___ Passage to read

Furthermore, it is likely that the superior and inferior facets (which make up the zygapophyseal joint behind your spinal nerve), which are the other part of the spinal structure upon which you stand, are worn down due to excessive friction created by the weight shift coming from a collapsed disc.

The assessment of all three surgeons to whom I have spoken (one of whom I skied with on Saturday’s delicious powder day, a total surprise storm!) is that my spine is too far gone for a disc replacement, that there is likely very little range of motion left in the joint as is, and that fusion has likely begun. The further assessment is that I am too far gone, and my vertebral environment too unstable (too much intervertebral motion to do a disc replacement.)

This of course is a contradiction, because if my spine was in danger of fusing any time soon, it would have done so during the last 28 years that I have had bone to bone contact, or during the last 16 years that I have had significant spondilolisthesis. The true state of the matter is that I have done such a good job of keeping my vertebrae moving that these doctors, and spinal medicine in general, have no fully coherent solution for me.

______

#### Prompt 1:
Using the passage about the spine, decide whether each statement agrees with it, and give yes or no along with the deciding words quoted from the passage: (a) The surgeons judged the writer's spine too far gone for a disc replacement. (b) The writer has had significant spondilolisthesis for the last 28 years. (c) The writer skied with one of the surgeons on a Sunday.
#### Prompt 2:
According to the passage about the spine, which facets make up the zygapophyseal joint?

___ Supplied records

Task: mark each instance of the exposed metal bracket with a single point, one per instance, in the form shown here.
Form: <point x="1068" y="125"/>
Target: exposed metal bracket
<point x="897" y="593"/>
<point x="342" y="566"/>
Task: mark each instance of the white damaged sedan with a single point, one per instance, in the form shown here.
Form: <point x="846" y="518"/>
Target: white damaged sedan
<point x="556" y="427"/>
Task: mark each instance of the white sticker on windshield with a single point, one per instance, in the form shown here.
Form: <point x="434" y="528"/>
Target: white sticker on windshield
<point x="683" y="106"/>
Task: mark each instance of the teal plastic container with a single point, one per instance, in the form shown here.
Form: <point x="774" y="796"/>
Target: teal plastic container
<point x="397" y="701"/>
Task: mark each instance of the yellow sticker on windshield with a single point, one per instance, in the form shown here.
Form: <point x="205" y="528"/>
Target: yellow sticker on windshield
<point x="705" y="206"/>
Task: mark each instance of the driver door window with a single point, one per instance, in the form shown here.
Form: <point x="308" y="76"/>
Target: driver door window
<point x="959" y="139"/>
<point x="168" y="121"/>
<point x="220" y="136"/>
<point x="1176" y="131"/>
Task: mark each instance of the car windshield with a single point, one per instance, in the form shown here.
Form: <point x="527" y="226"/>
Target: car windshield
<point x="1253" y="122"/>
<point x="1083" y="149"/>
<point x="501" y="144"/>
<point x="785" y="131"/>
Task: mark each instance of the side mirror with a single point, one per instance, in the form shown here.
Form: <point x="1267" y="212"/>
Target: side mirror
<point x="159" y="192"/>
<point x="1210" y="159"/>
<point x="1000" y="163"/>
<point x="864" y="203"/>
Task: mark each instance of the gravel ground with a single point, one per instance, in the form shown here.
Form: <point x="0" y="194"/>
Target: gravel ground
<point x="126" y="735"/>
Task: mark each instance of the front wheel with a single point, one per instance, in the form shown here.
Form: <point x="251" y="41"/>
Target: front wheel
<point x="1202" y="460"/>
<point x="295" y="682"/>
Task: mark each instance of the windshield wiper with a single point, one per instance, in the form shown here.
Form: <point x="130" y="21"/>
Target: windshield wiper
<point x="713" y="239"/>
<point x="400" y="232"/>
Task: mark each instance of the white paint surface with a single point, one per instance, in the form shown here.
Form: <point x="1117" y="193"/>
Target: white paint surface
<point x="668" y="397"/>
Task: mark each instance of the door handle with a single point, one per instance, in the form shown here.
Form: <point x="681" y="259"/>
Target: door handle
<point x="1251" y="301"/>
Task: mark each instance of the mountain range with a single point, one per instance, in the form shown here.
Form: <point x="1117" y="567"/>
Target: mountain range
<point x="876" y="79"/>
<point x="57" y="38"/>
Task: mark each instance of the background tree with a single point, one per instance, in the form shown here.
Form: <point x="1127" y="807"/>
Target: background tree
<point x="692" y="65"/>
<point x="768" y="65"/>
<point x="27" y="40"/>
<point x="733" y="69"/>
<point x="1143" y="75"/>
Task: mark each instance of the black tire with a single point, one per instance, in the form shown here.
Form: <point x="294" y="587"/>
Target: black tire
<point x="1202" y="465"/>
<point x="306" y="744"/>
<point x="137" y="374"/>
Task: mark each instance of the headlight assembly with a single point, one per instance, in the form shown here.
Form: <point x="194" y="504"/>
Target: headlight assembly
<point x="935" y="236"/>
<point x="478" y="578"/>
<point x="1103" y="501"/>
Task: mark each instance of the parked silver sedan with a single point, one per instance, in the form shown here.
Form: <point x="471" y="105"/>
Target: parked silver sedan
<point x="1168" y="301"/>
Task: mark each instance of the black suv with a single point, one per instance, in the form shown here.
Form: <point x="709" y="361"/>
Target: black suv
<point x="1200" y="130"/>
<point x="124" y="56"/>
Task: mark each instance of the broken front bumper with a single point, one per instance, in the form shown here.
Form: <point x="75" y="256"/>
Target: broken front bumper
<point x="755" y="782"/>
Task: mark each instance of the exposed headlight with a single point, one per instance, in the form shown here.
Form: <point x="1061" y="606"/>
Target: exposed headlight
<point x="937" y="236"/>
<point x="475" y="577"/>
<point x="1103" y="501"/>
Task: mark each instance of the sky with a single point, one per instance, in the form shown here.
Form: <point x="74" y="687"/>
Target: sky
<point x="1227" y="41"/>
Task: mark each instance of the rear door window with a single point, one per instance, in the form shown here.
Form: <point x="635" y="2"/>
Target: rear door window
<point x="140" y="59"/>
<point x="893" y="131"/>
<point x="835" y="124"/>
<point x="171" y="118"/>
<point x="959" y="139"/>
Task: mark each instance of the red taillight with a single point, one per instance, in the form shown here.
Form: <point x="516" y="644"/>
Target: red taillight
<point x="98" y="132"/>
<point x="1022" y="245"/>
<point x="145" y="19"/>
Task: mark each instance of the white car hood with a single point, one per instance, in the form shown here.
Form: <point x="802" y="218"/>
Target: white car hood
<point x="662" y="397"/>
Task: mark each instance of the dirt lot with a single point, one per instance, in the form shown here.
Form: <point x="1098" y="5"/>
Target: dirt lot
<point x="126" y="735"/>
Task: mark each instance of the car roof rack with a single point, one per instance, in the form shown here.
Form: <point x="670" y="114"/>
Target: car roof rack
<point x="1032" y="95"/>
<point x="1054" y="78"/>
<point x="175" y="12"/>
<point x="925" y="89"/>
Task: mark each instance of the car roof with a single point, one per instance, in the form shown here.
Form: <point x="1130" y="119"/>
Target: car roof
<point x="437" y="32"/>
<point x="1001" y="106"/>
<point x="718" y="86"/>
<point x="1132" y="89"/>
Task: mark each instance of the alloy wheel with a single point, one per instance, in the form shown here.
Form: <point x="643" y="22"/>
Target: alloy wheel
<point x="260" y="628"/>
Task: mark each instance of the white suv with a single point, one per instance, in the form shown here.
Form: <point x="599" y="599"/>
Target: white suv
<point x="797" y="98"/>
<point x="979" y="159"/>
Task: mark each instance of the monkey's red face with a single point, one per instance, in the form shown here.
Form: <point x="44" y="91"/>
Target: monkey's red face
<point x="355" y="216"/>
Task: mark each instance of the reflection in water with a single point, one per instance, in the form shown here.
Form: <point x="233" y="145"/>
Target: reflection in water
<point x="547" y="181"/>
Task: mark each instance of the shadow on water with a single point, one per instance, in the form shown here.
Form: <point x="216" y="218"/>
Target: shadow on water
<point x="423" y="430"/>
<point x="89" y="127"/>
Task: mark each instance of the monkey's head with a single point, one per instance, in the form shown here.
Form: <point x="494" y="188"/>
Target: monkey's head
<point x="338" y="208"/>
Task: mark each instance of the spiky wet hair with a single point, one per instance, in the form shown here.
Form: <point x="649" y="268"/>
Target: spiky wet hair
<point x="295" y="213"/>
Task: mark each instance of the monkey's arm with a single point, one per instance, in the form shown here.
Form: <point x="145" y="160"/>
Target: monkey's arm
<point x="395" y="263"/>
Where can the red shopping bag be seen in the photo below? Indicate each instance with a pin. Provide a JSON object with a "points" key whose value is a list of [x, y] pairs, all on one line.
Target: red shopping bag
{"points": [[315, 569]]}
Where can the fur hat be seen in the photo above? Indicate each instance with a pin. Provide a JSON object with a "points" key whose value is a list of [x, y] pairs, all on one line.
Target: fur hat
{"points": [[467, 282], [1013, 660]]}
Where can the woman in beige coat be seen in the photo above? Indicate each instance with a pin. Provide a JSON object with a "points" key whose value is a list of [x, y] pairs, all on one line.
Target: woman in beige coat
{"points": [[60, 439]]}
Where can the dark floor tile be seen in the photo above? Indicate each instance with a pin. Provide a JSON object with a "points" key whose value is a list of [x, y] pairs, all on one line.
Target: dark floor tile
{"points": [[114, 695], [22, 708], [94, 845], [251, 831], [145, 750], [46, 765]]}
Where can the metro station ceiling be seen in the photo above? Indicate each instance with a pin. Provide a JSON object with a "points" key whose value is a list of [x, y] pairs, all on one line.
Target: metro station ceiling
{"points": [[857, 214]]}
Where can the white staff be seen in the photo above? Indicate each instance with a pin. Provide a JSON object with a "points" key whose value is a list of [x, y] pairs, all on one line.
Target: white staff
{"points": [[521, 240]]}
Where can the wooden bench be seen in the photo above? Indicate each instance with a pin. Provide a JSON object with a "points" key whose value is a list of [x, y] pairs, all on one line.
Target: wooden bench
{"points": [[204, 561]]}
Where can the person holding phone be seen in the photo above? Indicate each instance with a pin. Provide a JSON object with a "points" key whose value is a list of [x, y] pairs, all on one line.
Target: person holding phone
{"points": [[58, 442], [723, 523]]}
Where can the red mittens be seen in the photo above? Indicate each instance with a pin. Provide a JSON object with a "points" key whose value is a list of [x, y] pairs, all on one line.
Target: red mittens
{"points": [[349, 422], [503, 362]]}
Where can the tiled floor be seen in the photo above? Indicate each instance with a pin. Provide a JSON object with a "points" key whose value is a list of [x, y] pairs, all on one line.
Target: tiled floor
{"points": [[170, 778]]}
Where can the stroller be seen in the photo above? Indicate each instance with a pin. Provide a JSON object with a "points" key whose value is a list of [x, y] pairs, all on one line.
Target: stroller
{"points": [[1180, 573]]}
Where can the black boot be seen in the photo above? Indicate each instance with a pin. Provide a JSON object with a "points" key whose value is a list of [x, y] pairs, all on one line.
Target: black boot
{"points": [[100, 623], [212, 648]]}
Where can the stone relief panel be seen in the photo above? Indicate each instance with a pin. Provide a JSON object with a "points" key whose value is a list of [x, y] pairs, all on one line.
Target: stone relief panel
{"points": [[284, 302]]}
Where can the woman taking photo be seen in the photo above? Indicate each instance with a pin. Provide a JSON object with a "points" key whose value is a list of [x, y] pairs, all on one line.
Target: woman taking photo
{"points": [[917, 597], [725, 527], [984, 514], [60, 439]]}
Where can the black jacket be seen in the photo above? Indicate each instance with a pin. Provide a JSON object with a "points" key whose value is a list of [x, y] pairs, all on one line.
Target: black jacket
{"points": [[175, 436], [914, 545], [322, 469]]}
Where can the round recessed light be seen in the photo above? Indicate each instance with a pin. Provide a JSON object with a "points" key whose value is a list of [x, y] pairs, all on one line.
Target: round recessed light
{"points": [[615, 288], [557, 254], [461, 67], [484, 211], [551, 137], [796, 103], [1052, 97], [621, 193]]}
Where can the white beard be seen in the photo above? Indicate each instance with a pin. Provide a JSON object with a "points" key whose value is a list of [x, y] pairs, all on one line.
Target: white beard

______

#### Solution 1:
(a) Yes: "my spine is too far gone for a disc replacement"
(b) No: "during the last 16 years that I have had significant spondilolisthesis"
(c) No: "one of whom I skied with on Saturday’s delicious powder day"

#### Solution 2:
The superior and inferior facets.